━━━━━ Source records

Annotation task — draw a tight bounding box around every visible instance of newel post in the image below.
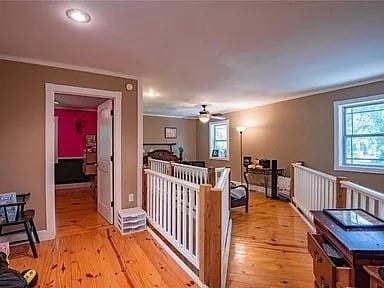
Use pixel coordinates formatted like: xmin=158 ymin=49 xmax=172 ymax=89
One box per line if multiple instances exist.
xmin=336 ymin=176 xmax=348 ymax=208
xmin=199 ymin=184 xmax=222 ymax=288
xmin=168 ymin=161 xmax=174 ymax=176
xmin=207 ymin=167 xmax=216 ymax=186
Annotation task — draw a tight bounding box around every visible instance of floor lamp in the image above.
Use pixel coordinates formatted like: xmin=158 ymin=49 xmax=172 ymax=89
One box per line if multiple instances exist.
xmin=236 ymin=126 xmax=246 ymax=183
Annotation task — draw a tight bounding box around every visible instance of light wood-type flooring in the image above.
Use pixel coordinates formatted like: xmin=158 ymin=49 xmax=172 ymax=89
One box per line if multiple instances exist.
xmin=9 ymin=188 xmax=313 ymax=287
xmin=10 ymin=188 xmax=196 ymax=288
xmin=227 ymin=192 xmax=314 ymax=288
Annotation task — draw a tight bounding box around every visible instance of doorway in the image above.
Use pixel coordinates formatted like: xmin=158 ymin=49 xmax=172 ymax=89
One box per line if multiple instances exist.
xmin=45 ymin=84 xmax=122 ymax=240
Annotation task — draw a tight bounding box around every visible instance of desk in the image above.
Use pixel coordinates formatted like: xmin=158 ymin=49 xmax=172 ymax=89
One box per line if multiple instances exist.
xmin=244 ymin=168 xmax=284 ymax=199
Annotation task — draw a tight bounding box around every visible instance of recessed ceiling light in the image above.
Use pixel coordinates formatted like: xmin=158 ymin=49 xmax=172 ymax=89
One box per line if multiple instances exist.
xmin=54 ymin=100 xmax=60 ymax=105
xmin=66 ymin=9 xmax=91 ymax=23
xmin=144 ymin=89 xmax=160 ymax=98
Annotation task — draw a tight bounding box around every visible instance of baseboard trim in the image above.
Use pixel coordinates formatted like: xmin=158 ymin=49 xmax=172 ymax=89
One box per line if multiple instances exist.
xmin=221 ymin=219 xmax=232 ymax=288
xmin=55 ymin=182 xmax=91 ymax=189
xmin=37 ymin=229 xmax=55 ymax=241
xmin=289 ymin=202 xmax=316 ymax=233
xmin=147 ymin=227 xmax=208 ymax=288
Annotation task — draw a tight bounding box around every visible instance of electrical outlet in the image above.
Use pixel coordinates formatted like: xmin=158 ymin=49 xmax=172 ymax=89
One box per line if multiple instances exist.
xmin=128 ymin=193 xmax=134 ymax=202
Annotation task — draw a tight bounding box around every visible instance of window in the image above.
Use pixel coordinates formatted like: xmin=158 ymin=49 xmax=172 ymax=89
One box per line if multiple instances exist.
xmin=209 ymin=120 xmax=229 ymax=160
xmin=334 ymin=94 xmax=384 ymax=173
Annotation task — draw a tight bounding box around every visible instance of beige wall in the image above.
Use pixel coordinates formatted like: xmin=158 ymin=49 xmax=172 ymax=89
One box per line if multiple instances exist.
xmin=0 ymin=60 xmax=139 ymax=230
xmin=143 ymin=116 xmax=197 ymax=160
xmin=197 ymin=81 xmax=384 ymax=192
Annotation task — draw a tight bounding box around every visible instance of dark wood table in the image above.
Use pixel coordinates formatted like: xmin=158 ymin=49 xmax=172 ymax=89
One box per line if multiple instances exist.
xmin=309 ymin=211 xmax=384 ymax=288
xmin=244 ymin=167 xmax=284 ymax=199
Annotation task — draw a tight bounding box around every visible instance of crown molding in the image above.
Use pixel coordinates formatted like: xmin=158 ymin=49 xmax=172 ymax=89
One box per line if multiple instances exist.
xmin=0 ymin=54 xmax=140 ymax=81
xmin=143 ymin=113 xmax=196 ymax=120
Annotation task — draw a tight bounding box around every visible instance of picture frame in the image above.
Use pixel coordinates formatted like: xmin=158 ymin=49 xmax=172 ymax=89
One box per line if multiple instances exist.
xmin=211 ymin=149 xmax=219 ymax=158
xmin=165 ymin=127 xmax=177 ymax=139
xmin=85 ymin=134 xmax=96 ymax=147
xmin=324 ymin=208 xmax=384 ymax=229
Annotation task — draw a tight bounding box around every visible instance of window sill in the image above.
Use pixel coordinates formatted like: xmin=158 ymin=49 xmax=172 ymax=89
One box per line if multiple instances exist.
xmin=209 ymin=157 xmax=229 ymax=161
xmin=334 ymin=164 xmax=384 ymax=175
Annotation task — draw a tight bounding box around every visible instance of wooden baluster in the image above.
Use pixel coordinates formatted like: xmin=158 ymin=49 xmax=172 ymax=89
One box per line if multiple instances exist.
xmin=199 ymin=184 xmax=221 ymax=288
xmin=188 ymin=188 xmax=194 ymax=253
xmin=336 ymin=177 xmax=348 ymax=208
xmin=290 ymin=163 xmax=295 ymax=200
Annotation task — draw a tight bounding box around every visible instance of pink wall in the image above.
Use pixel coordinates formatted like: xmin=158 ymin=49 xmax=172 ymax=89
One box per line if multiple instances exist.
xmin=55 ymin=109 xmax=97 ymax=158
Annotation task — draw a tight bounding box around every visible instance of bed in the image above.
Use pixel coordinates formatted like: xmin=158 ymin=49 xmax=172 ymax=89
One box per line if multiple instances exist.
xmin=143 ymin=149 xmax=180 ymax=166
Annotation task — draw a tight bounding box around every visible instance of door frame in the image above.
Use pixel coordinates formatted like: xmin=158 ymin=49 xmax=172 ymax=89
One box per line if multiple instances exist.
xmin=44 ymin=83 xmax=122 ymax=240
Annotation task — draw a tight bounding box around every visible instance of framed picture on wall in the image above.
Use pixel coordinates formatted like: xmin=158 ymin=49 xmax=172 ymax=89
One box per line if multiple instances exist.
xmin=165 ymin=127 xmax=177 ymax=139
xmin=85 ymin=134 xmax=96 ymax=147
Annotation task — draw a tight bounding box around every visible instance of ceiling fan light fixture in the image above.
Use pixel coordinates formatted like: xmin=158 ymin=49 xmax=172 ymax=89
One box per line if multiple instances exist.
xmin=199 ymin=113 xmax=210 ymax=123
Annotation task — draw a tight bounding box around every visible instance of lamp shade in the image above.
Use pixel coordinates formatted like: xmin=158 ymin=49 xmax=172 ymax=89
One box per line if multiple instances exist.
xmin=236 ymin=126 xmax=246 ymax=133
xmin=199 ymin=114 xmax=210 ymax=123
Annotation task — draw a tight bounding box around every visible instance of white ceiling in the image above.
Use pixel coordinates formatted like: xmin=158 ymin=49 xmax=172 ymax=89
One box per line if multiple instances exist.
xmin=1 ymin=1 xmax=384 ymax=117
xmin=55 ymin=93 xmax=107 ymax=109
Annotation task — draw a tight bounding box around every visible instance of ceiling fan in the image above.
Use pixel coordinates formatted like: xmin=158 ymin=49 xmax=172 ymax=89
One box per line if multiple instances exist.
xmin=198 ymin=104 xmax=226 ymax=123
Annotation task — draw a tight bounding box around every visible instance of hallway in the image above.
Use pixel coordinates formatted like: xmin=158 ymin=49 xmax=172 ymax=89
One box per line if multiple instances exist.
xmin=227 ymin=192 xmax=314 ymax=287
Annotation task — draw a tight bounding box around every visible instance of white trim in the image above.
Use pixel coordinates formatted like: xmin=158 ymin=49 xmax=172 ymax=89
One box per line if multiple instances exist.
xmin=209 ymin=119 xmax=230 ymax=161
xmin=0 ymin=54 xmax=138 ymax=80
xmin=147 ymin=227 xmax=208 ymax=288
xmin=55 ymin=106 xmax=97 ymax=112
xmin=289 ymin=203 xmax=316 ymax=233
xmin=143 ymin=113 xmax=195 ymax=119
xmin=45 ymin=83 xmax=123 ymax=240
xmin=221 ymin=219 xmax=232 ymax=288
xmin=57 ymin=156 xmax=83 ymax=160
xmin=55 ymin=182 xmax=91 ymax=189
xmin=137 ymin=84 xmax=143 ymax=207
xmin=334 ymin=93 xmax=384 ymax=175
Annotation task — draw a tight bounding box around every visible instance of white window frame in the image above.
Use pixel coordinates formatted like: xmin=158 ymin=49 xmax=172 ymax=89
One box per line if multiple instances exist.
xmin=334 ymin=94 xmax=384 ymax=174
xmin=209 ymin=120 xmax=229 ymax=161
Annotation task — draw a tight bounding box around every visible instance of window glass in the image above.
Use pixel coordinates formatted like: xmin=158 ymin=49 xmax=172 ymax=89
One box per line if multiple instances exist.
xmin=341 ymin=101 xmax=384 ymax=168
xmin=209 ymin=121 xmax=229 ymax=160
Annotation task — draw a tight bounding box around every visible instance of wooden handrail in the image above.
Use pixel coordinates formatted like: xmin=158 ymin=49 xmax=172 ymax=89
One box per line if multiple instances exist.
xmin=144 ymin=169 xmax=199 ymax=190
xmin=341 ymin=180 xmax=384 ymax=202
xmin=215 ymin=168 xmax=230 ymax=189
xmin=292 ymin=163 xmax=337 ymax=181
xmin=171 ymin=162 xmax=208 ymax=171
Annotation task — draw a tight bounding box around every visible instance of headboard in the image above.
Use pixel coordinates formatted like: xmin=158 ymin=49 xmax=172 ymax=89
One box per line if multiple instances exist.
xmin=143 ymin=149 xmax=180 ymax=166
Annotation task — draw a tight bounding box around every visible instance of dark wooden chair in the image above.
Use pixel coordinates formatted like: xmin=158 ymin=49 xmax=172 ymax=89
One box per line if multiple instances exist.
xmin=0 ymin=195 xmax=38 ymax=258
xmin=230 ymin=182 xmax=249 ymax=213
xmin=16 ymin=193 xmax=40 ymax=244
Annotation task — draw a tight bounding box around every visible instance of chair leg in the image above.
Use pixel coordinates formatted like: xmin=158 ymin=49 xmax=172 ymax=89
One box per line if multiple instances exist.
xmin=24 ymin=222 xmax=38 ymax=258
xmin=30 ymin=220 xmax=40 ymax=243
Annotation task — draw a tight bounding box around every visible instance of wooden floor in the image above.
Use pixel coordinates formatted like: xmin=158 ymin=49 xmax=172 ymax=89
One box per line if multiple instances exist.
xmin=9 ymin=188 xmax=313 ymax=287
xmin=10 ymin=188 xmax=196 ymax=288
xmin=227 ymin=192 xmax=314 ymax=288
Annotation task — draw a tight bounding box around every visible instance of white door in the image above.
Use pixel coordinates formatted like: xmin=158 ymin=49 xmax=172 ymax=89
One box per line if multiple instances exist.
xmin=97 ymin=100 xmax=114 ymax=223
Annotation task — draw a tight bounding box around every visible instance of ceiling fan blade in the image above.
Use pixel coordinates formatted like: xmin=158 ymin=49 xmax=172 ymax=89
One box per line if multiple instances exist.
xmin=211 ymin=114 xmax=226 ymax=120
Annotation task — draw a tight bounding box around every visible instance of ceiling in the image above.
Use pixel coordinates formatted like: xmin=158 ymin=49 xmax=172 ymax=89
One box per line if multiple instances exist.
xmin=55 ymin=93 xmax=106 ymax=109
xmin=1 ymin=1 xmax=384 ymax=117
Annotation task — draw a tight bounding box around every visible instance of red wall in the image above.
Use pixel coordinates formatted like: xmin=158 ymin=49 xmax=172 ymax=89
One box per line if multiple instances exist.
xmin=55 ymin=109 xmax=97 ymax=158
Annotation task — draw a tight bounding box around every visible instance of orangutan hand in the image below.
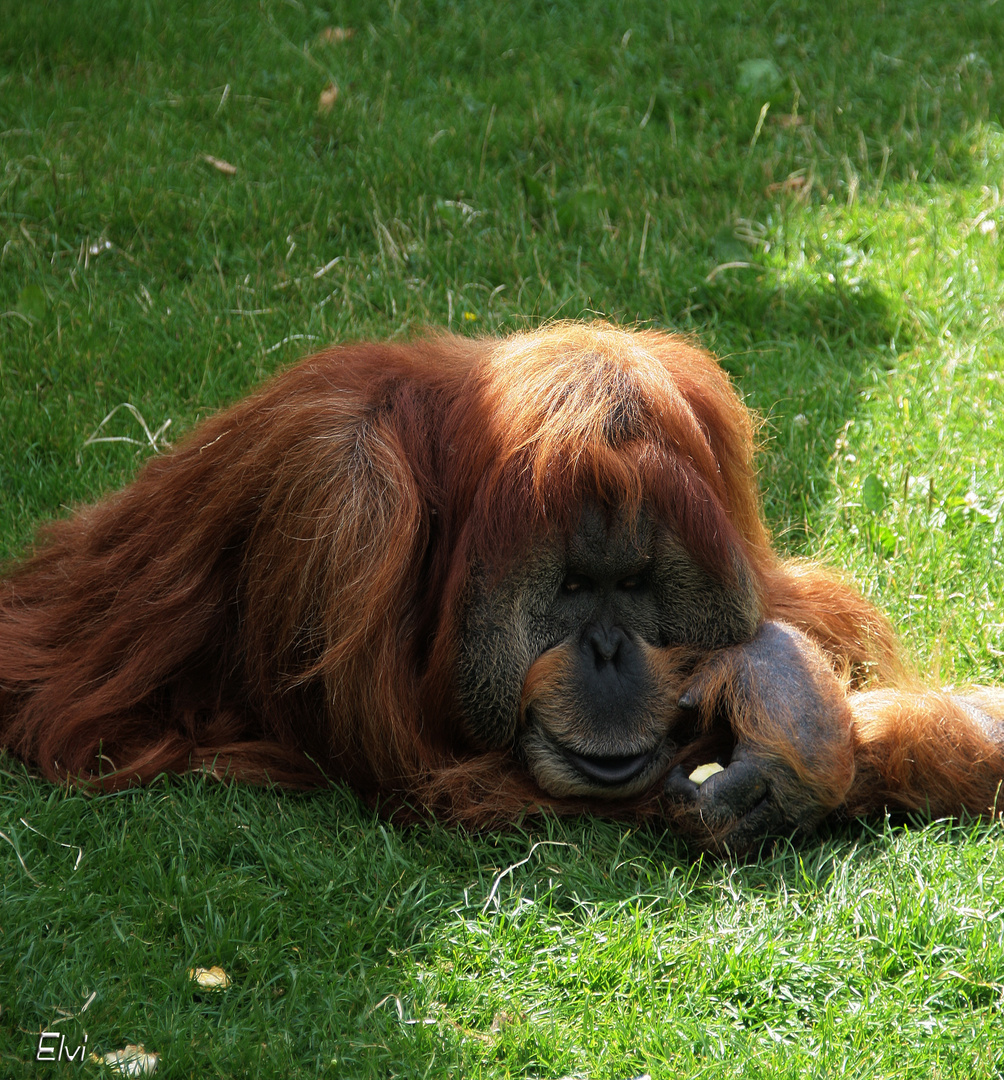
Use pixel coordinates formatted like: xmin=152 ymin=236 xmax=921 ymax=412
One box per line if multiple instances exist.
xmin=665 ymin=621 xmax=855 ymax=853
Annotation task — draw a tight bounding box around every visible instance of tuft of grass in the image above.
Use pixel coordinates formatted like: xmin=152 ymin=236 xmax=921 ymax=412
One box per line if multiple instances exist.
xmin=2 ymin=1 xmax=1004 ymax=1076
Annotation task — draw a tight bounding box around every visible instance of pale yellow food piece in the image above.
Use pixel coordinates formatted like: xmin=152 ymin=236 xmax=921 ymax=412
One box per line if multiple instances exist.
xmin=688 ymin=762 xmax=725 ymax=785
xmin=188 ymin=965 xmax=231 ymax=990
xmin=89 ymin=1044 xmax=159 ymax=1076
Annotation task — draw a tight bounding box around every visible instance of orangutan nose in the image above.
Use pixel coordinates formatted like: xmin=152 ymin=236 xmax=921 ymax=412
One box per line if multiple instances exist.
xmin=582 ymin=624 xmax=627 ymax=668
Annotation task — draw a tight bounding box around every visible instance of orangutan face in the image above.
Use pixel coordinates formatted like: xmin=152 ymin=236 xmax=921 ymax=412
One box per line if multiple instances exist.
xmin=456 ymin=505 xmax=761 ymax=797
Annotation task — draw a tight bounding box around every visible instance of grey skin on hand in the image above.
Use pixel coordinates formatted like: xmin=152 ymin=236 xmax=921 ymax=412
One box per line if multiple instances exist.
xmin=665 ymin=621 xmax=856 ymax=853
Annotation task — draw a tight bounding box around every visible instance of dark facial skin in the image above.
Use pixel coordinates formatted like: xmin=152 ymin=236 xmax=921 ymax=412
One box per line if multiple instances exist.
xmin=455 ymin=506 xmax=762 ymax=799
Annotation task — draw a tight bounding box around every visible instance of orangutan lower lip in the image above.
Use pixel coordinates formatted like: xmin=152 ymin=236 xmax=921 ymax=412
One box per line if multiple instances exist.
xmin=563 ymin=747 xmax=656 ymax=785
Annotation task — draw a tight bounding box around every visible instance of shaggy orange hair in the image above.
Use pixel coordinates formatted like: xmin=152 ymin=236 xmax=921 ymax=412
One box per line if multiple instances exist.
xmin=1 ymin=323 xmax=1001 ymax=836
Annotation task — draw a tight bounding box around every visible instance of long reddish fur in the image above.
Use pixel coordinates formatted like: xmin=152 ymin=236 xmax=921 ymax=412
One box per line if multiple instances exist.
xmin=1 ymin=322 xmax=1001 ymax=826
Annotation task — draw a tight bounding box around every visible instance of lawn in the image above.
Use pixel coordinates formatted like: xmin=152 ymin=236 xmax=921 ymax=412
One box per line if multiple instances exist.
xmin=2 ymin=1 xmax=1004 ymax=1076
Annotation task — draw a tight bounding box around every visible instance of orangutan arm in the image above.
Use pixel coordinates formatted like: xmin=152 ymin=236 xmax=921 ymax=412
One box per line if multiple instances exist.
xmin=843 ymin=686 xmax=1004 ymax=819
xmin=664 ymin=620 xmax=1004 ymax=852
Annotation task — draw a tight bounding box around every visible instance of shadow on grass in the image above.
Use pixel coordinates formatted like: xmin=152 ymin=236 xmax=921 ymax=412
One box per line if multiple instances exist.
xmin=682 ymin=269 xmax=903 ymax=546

━━━━━━━━━━

Filter on the word "lamp": copy each matching line from the entries above.

**Solution below:**
Annotation task — draw a tight bounding box around every visible instance of floor lamp in the image above.
Annotation task — draw a tight bounding box around every visible instance of lamp shade in the image above.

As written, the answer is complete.